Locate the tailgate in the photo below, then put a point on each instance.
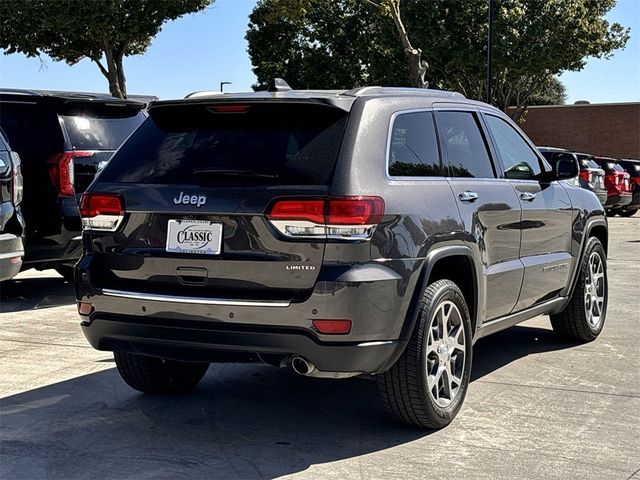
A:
(196, 184)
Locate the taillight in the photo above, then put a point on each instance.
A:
(17, 178)
(61, 171)
(334, 218)
(101, 211)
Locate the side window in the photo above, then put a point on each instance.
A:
(520, 161)
(414, 147)
(466, 149)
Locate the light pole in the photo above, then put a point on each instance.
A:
(490, 54)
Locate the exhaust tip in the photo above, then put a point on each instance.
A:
(301, 366)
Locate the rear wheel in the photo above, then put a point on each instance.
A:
(583, 317)
(428, 383)
(157, 375)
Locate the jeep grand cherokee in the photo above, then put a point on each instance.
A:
(374, 231)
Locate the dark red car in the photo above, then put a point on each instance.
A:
(618, 183)
(633, 169)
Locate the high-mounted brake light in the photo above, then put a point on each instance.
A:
(587, 177)
(230, 108)
(334, 218)
(61, 171)
(101, 211)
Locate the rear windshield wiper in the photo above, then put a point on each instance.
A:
(232, 174)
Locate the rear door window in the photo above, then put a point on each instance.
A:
(87, 132)
(413, 149)
(296, 144)
(519, 160)
(464, 144)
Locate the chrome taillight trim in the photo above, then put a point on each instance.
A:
(322, 232)
(88, 226)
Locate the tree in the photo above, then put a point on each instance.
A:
(321, 43)
(416, 65)
(105, 31)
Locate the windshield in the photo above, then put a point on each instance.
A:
(270, 144)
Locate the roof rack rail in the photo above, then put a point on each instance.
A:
(377, 90)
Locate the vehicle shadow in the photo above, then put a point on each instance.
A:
(28, 293)
(495, 351)
(243, 421)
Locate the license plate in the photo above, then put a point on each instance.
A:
(194, 236)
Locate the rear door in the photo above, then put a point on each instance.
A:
(488, 206)
(546, 215)
(201, 171)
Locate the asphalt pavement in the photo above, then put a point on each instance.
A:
(537, 407)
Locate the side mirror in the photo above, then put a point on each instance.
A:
(565, 168)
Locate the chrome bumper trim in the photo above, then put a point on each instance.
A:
(193, 300)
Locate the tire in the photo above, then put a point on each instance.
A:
(584, 316)
(629, 213)
(157, 375)
(67, 273)
(404, 388)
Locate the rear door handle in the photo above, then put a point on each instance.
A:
(528, 196)
(468, 196)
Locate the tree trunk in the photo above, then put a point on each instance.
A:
(112, 75)
(122, 81)
(417, 66)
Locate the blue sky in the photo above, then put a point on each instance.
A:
(199, 51)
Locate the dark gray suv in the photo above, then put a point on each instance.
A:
(374, 231)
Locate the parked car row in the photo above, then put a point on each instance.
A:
(616, 182)
(63, 139)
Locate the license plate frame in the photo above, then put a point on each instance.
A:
(195, 237)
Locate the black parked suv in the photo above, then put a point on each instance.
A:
(591, 175)
(374, 231)
(11, 221)
(633, 169)
(63, 139)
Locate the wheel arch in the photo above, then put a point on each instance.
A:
(444, 263)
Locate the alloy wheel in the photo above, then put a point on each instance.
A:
(594, 290)
(445, 352)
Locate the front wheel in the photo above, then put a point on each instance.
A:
(583, 317)
(158, 375)
(428, 383)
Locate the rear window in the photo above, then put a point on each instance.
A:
(88, 132)
(261, 144)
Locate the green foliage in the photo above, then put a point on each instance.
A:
(348, 43)
(70, 30)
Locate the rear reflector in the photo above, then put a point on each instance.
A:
(332, 327)
(62, 172)
(85, 308)
(334, 218)
(101, 211)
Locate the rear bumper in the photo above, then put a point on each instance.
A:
(11, 253)
(197, 328)
(201, 341)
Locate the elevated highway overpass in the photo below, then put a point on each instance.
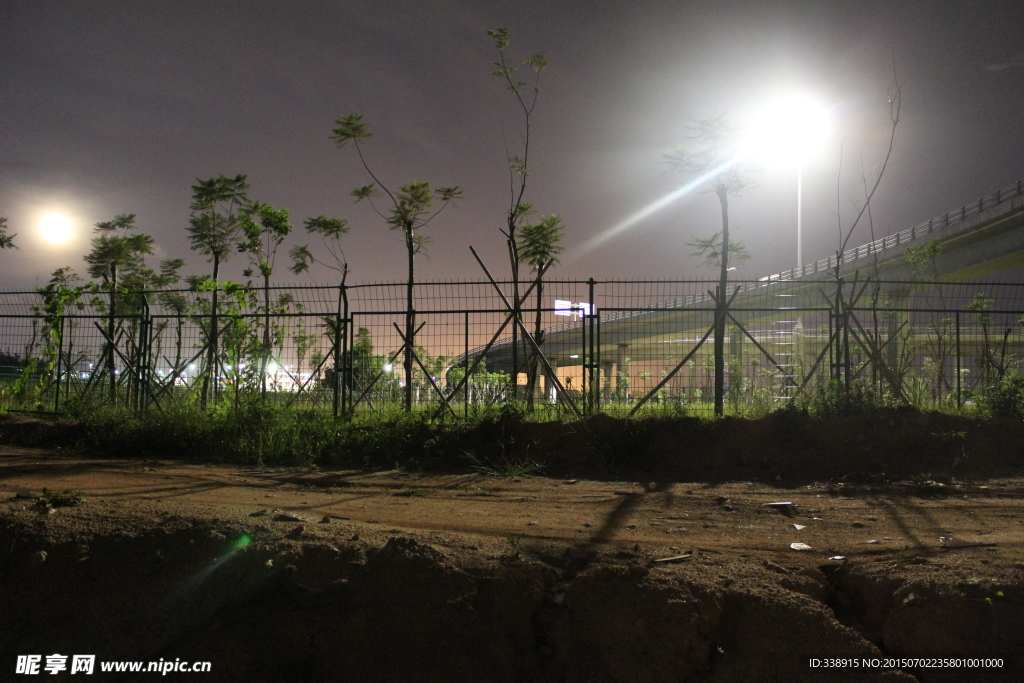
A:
(981, 238)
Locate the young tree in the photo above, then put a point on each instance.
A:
(540, 248)
(525, 96)
(713, 159)
(175, 301)
(412, 209)
(116, 252)
(265, 228)
(331, 231)
(216, 222)
(6, 241)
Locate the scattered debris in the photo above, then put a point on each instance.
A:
(674, 558)
(963, 546)
(785, 507)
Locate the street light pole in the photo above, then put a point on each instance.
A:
(800, 217)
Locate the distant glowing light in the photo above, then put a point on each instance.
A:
(790, 130)
(56, 228)
(654, 207)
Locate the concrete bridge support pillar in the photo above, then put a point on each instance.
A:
(606, 374)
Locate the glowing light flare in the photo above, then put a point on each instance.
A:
(56, 228)
(655, 206)
(788, 130)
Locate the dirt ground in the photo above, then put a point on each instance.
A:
(289, 573)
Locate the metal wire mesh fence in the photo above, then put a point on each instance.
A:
(568, 346)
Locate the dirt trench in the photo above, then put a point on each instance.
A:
(379, 605)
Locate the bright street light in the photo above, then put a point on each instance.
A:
(790, 131)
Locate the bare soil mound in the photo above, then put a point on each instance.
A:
(654, 550)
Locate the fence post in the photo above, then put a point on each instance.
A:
(465, 341)
(338, 384)
(56, 377)
(595, 349)
(960, 397)
(144, 361)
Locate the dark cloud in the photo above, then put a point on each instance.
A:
(115, 107)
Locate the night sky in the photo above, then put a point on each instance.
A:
(110, 108)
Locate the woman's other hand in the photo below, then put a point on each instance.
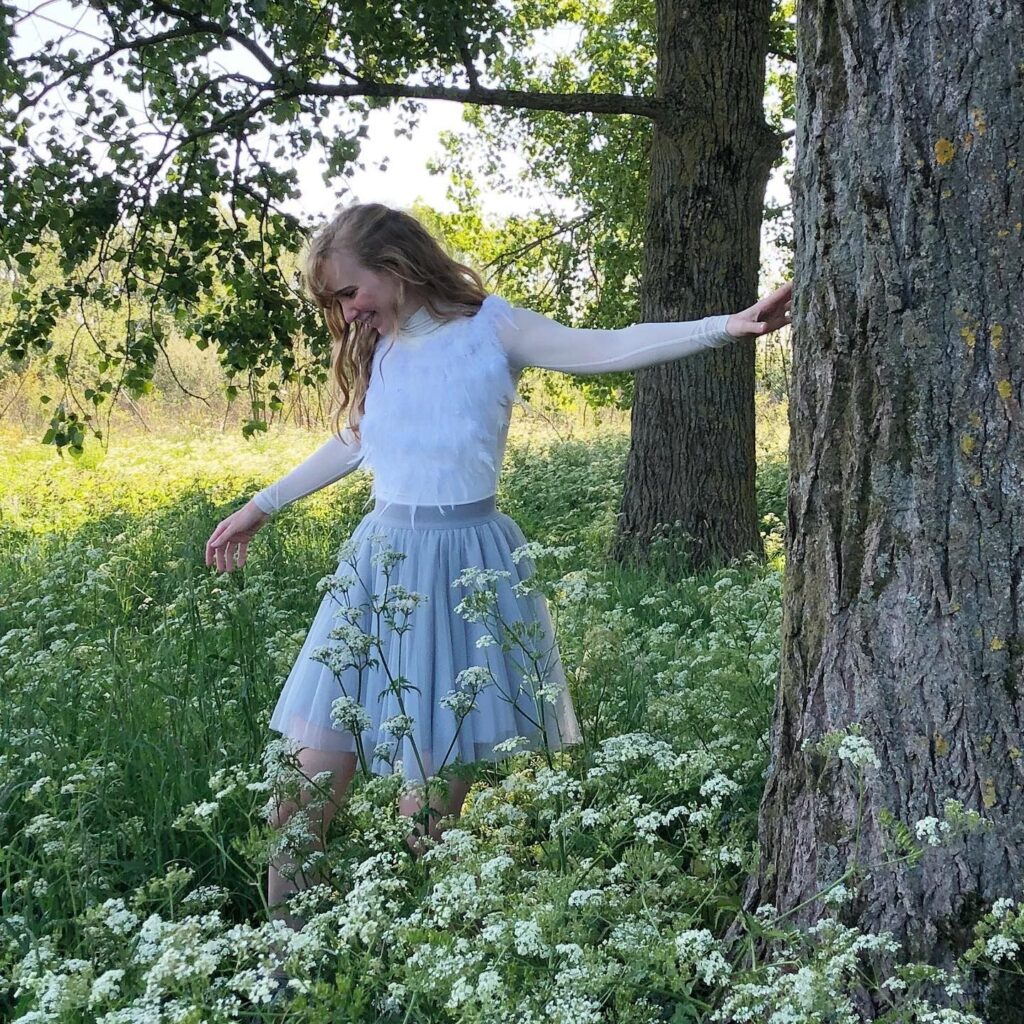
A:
(228, 544)
(767, 314)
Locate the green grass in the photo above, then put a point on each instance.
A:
(138, 684)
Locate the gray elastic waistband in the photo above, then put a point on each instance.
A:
(465, 514)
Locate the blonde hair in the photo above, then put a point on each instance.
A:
(389, 241)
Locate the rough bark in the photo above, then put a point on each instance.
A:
(692, 458)
(905, 542)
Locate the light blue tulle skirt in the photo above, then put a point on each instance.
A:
(399, 665)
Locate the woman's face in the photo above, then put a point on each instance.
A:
(365, 295)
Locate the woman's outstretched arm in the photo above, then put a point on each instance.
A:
(536, 340)
(333, 460)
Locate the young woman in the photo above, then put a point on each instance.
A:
(426, 363)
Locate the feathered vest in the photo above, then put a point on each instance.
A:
(437, 411)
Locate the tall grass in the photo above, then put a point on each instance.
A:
(135, 762)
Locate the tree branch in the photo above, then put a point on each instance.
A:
(563, 102)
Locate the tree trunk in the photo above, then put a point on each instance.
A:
(692, 457)
(905, 541)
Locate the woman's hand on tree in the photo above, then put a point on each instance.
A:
(228, 544)
(765, 315)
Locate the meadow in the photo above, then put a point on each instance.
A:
(592, 884)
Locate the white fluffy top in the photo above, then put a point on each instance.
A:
(437, 409)
(441, 393)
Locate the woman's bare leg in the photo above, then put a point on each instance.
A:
(342, 764)
(412, 804)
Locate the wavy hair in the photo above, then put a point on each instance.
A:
(383, 240)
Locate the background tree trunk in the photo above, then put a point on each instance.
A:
(905, 541)
(692, 456)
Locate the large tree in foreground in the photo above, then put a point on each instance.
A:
(904, 586)
(175, 103)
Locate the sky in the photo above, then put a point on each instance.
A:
(406, 176)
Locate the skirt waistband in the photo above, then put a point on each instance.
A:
(464, 514)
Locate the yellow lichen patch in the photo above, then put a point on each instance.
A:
(988, 792)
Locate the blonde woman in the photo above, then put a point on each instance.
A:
(426, 364)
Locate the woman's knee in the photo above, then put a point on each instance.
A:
(312, 762)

### Problem to solve:
Hand back the exact lines from the start of the entries to the line with "Locate the side window", both ends kept and pictures left out.

### Exercise answer:
Locate the tailgate in the photo below, then put a point on each instance.
A:
(196, 184)
Locate the taillight in the photo above, then put a point on each instance.
A:
(17, 178)
(61, 171)
(334, 218)
(101, 211)
Locate the side window in the photo above, then put a point on each instance.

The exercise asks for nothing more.